REQUIRED WORK
Can you turn every line of the entries below into a Markdown table with two columns, "Row" for the row number and "Line" for the line itself, leaving out any blank lines?

PROVIDED RECORDS

^^^^^^^^^^^^^^^^

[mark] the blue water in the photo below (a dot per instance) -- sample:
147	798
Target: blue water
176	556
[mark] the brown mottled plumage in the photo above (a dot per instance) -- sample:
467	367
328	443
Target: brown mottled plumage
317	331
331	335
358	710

^^^^^^^^^^^^^^^^

THE ANSWER
| Row | Line |
|---|---|
| 1 | [mark] the blue water in the photo below (a dot per instance) -- sample: |
| 2 | 147	798 |
| 3 | Target: blue water |
| 4 | 176	556 |
| 5 | [mark] the brown mottled plumage in the photo above (a dot per instance) -- sample: |
| 6 | 467	367 |
| 7 | 328	443 |
| 8 | Target: brown mottled plumage |
| 9 | 317	331 |
| 10 | 331	335 |
| 11 | 358	710 |